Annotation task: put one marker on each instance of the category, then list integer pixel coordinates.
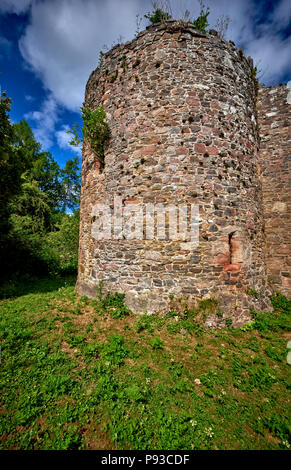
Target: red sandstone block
(182, 151)
(232, 268)
(212, 150)
(200, 148)
(148, 150)
(222, 260)
(192, 101)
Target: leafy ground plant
(78, 373)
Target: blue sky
(48, 49)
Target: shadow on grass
(32, 285)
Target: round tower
(181, 109)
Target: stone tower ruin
(185, 114)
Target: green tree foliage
(201, 22)
(37, 234)
(71, 185)
(60, 249)
(158, 16)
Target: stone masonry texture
(275, 164)
(182, 109)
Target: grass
(87, 374)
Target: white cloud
(14, 6)
(63, 139)
(5, 46)
(29, 98)
(63, 39)
(45, 120)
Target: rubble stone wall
(181, 109)
(274, 107)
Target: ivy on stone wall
(95, 129)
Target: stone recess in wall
(181, 106)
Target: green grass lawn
(87, 374)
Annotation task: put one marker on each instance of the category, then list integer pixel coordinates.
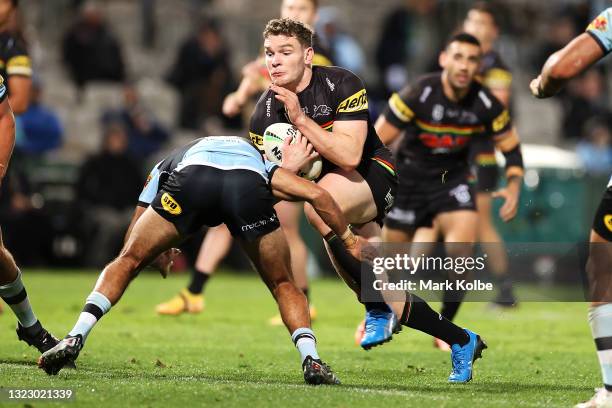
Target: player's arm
(287, 186)
(164, 262)
(20, 87)
(7, 132)
(507, 141)
(582, 52)
(19, 73)
(343, 146)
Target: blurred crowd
(86, 225)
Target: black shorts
_ _ _
Action item ▸
With the pictures excluded, retype exactly the lines from the one containing "Target: stone recess in wall" through the last line of the listing, both ends included.

Written response ▸
Target: stone recess in wall
(181, 106)
Target: green grass lawn
(87, 374)
Annotation task: put one marker on each instance of the category, then list integer pixel coordinates.
Target: player's arm
(287, 186)
(164, 262)
(20, 87)
(7, 132)
(507, 141)
(582, 52)
(19, 73)
(343, 146)
Target: blurred crowd
(86, 225)
Target: black shorts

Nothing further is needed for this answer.